Data records:
--------------------------------

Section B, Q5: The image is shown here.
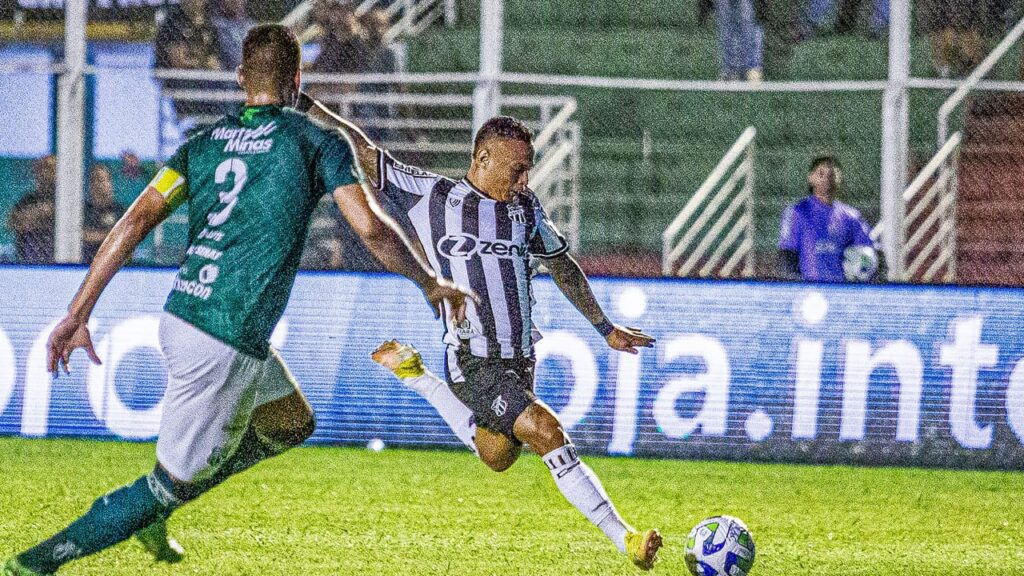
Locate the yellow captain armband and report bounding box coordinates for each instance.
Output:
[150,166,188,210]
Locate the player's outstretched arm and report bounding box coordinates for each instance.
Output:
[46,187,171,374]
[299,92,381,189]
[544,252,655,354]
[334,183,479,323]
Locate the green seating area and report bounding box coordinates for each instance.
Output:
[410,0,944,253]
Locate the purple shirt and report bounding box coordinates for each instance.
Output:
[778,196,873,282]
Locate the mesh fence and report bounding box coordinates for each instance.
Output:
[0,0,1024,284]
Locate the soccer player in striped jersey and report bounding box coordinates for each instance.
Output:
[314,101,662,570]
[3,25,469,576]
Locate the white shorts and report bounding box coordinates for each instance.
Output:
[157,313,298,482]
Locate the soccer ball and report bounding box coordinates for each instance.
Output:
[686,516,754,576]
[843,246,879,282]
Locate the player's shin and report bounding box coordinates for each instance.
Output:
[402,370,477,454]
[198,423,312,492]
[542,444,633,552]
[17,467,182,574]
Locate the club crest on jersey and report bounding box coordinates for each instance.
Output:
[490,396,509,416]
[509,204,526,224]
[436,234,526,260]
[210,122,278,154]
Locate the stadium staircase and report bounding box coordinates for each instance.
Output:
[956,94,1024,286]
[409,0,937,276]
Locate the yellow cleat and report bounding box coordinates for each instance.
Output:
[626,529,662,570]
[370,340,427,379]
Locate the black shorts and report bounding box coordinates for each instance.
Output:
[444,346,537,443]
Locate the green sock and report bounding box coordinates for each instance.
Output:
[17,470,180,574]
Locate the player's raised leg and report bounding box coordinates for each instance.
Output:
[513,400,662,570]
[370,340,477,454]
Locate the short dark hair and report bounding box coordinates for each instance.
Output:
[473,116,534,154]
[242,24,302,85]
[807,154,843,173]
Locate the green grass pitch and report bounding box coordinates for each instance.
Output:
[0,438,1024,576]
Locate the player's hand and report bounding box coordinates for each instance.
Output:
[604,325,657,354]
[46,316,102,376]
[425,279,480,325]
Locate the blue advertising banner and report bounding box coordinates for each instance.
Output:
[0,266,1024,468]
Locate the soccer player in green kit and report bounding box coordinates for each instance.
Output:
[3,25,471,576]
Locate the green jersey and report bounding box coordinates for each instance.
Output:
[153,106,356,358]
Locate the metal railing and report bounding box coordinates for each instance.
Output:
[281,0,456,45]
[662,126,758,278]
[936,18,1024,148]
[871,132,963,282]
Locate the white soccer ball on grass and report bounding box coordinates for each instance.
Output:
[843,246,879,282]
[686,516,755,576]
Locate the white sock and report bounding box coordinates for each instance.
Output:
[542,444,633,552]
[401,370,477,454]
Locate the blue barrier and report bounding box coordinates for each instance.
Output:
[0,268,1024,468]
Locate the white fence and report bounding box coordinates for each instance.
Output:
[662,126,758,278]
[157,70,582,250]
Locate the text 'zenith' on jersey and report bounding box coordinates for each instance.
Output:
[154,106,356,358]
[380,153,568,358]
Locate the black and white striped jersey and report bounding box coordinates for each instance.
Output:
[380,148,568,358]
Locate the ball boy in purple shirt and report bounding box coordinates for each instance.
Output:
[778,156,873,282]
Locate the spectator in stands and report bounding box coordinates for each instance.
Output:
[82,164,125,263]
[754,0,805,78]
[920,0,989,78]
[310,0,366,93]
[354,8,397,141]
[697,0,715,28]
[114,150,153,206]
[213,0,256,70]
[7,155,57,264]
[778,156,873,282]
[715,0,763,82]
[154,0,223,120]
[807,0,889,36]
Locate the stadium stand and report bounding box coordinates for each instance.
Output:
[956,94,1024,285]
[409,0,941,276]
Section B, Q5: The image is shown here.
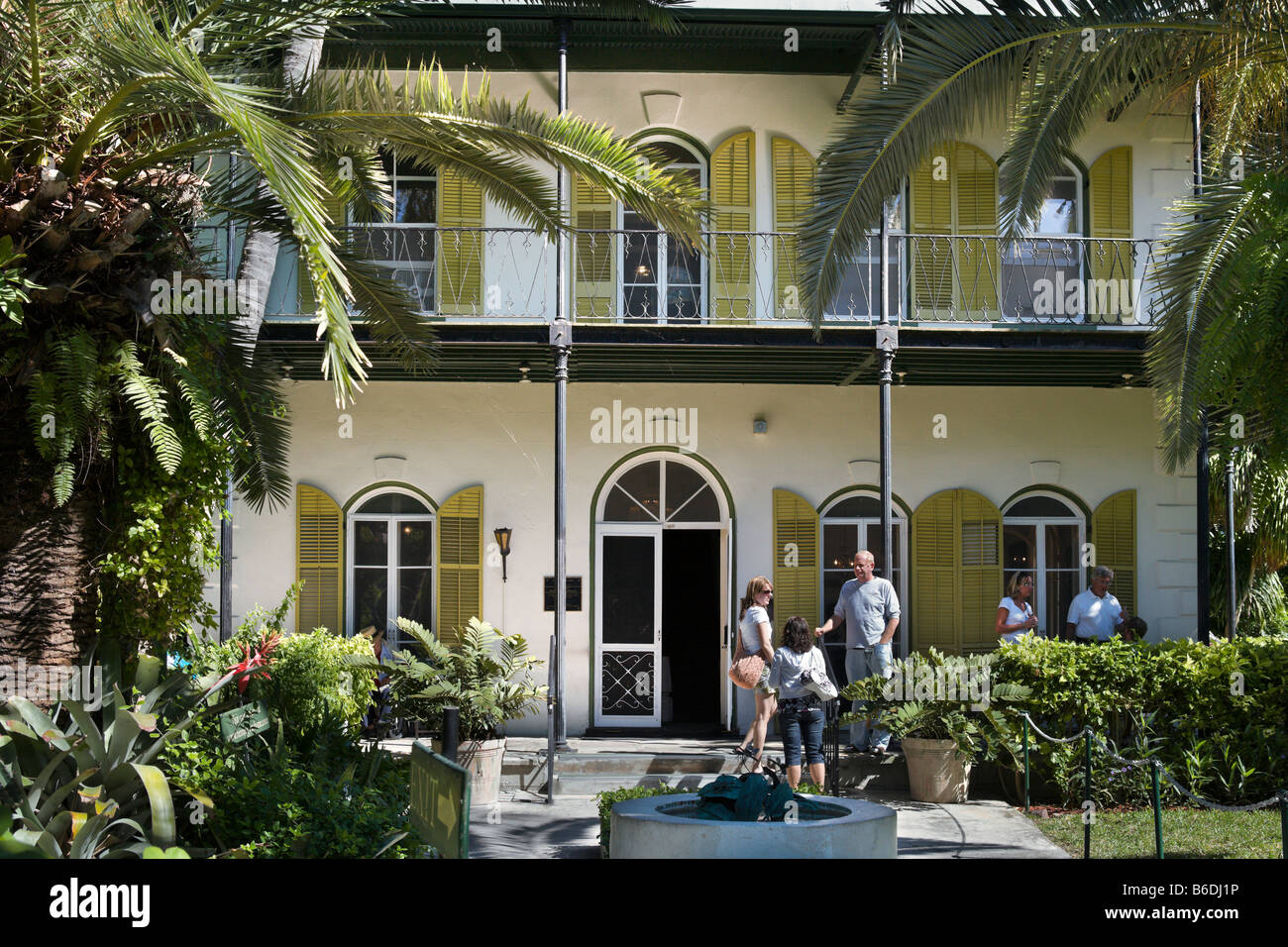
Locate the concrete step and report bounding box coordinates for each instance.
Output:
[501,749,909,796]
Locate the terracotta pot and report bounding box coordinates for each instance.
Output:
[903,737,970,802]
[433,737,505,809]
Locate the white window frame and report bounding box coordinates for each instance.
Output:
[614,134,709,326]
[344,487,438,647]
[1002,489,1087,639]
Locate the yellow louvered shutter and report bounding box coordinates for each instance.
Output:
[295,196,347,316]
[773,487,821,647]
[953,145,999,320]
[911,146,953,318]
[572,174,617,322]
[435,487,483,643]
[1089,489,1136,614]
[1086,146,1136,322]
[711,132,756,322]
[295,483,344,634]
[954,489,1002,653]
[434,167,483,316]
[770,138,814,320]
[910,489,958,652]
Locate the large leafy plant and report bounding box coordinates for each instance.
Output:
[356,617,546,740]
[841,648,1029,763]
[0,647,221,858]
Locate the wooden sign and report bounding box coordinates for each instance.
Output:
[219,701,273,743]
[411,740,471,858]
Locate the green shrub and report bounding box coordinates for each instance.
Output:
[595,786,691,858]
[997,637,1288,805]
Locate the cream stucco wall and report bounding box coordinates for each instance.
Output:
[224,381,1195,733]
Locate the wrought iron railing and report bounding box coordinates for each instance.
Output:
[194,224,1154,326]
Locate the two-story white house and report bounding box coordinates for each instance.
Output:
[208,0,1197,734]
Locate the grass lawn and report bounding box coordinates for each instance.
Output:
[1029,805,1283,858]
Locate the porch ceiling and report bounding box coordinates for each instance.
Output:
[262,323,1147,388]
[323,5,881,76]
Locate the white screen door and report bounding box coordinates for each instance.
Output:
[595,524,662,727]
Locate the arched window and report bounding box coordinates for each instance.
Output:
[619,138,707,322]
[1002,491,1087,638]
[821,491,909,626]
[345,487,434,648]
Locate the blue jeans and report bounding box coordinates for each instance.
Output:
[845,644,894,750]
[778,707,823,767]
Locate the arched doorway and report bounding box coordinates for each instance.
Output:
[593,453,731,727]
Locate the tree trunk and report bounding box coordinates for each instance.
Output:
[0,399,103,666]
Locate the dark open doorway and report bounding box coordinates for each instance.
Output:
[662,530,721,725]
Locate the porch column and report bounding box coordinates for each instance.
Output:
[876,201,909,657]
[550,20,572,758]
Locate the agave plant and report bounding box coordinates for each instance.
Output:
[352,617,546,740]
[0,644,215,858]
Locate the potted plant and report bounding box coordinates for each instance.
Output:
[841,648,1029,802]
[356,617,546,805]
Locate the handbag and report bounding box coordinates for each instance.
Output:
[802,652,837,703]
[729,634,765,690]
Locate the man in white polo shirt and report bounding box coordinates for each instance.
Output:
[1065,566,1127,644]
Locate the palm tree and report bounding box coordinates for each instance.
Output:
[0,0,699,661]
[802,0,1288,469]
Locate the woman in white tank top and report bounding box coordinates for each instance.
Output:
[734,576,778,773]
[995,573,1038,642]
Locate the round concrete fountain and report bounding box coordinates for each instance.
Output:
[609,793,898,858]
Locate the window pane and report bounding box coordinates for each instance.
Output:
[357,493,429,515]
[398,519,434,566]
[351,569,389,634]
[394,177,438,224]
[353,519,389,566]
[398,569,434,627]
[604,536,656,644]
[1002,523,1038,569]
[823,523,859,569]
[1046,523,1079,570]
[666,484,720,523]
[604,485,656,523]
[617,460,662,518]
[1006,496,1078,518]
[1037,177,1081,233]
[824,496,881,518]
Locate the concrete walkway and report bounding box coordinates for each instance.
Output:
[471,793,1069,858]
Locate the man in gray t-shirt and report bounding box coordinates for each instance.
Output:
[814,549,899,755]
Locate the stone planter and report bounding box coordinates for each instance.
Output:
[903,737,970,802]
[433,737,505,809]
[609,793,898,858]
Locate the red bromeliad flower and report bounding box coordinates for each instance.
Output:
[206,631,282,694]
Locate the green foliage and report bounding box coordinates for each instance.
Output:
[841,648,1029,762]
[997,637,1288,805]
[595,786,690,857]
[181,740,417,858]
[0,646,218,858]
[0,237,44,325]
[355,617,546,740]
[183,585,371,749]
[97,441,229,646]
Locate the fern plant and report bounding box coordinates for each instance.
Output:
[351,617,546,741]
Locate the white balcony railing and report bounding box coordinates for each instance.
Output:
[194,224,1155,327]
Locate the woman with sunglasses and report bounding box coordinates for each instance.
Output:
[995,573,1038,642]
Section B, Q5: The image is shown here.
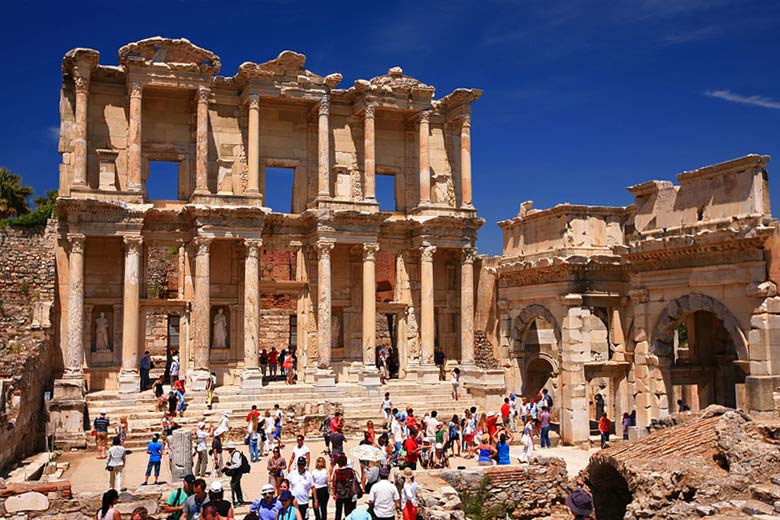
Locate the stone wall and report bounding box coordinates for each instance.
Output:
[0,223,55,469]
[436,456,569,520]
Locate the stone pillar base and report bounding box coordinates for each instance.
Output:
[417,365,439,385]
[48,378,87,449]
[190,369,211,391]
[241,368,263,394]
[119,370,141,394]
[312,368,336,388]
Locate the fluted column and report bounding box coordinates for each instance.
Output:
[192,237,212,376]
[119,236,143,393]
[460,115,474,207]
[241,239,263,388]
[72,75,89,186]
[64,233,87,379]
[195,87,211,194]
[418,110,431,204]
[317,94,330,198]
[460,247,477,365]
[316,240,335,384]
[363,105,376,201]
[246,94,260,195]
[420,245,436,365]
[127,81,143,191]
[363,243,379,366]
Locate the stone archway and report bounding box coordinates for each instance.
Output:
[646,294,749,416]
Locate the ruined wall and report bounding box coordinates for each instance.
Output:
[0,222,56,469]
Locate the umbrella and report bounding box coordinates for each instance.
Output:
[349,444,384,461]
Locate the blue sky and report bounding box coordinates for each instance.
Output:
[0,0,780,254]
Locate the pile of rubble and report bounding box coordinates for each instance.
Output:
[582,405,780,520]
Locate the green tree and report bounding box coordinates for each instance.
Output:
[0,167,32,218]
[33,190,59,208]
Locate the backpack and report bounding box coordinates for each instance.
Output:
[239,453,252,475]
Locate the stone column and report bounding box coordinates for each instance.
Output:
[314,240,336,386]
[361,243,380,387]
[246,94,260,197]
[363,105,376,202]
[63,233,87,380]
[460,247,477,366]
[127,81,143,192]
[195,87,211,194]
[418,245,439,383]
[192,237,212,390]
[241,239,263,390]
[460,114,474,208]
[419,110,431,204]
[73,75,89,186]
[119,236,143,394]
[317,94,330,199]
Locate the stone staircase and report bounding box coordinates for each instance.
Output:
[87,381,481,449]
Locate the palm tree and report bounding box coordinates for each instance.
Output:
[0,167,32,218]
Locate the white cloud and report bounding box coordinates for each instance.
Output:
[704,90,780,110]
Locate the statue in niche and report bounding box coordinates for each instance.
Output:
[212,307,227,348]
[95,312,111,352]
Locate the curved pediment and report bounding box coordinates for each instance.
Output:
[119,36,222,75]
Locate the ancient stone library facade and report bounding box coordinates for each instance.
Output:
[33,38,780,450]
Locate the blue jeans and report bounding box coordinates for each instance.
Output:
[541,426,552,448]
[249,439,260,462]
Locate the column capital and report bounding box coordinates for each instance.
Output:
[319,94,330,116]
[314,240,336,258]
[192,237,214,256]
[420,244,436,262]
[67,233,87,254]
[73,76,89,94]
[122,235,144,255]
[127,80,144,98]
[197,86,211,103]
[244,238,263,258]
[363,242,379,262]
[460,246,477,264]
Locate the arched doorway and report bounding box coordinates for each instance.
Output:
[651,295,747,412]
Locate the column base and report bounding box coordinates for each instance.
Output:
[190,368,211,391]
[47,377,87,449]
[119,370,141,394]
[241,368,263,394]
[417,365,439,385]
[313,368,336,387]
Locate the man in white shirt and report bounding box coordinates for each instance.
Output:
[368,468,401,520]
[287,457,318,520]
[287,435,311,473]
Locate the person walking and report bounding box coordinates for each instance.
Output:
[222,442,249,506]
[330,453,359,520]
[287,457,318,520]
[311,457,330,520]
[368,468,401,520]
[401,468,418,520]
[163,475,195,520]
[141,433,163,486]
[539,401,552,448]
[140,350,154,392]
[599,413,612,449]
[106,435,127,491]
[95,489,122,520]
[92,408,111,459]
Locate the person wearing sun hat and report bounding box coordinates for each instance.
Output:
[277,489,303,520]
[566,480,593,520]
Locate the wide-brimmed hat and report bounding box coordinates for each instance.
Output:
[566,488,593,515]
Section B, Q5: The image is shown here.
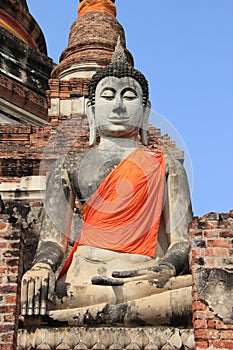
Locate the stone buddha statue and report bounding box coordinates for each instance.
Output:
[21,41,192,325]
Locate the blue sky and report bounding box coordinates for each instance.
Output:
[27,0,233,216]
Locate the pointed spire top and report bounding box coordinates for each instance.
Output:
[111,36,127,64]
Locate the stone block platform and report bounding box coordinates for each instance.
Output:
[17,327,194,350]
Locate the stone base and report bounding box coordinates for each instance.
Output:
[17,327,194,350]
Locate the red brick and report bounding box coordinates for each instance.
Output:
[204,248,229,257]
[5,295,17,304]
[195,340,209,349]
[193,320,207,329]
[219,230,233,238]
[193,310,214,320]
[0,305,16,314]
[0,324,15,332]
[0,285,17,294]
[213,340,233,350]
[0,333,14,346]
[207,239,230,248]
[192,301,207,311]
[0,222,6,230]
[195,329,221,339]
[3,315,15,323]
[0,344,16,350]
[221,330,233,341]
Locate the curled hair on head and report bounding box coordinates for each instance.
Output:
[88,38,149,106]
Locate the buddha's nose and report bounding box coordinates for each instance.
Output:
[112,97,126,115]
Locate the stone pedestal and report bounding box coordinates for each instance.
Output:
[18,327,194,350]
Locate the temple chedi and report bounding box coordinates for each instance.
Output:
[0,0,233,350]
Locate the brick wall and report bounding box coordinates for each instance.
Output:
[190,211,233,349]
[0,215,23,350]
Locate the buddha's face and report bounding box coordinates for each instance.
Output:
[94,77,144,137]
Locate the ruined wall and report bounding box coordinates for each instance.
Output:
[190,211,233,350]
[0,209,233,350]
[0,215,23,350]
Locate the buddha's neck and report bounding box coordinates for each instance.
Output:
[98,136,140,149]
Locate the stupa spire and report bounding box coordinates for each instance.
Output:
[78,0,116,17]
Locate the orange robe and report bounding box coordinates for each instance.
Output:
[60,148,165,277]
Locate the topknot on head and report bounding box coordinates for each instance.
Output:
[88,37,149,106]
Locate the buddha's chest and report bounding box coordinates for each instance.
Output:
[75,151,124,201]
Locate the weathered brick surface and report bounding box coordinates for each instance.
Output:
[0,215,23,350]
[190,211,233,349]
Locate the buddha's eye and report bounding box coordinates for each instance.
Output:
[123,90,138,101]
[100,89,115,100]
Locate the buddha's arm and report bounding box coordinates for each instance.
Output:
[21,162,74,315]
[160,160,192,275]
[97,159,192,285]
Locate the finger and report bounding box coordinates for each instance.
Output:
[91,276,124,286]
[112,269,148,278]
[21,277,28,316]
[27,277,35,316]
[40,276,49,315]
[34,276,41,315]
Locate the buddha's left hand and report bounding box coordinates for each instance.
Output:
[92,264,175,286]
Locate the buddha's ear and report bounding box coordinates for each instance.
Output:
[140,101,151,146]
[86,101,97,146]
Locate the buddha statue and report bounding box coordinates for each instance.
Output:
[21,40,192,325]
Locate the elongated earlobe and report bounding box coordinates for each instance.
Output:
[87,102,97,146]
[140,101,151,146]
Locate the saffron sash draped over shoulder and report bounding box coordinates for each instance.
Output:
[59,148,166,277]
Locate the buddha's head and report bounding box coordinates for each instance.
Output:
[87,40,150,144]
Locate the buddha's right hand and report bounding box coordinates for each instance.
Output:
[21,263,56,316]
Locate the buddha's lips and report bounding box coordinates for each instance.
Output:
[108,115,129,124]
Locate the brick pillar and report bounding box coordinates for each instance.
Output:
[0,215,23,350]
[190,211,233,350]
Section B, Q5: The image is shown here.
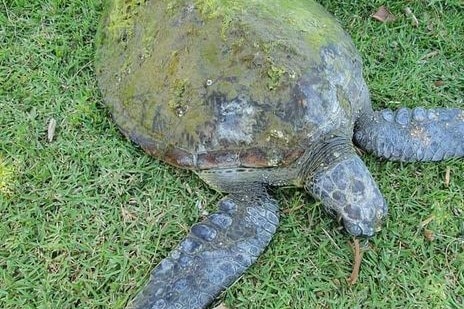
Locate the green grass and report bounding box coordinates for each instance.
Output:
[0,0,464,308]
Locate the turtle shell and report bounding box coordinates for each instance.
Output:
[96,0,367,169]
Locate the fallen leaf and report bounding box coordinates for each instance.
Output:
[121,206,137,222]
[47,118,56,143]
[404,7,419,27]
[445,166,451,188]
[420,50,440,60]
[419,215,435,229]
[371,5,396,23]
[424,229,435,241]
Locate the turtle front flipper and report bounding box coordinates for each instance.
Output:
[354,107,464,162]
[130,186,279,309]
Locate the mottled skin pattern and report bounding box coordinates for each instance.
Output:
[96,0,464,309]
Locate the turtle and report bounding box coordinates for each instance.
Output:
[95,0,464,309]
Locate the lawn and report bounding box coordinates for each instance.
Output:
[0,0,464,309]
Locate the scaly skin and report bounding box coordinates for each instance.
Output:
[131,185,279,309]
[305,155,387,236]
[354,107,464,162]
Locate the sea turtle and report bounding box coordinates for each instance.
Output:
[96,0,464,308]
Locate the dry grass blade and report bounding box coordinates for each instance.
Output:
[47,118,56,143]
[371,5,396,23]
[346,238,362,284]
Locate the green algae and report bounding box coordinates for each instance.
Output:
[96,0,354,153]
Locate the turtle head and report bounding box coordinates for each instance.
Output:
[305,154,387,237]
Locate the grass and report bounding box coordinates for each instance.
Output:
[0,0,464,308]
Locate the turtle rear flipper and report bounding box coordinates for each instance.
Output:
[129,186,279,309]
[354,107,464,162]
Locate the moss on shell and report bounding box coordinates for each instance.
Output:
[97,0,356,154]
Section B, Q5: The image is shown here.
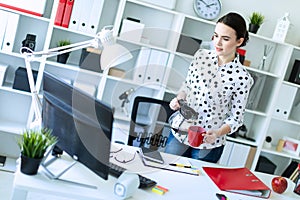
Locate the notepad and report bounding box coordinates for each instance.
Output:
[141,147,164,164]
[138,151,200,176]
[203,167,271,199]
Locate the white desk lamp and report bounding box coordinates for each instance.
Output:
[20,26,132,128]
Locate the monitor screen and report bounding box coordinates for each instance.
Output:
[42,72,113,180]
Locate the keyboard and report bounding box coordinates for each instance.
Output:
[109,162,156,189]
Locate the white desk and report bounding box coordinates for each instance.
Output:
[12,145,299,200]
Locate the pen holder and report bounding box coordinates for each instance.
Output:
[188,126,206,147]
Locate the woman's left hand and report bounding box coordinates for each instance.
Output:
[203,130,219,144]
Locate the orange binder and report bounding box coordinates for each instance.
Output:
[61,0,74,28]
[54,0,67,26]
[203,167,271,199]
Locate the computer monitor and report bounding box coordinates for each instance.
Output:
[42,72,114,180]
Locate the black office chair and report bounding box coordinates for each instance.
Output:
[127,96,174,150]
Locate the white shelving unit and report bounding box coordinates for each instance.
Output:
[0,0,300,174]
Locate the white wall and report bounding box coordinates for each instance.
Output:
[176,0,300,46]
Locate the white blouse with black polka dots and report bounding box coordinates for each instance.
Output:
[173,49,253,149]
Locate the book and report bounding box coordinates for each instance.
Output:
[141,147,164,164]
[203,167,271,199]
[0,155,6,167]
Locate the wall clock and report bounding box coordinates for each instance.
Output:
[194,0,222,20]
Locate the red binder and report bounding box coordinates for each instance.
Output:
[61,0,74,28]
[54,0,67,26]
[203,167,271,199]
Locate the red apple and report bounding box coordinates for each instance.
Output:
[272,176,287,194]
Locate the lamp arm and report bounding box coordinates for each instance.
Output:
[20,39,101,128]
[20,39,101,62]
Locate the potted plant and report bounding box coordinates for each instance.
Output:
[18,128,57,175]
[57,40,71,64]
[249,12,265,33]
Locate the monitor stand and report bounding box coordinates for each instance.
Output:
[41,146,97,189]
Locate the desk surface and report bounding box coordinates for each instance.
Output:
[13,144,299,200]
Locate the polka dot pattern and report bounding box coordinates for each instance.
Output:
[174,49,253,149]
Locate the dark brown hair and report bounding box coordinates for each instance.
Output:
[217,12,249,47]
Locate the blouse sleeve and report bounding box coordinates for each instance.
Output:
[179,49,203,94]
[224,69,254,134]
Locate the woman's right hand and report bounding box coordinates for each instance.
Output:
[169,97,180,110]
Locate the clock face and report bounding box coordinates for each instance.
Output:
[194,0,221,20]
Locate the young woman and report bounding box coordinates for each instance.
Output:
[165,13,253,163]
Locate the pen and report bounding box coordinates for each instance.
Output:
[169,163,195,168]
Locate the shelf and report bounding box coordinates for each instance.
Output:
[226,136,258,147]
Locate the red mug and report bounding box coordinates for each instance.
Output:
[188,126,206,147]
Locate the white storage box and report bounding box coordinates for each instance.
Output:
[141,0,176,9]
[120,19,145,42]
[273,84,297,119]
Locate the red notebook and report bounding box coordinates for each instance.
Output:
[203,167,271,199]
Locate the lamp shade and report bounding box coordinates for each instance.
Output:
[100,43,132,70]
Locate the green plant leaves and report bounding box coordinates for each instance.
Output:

--------------------------------

▸ **GOAL**: State how many lines in the material above contain the string "green", and reply with the number alone.

▸ **RESULT**: 11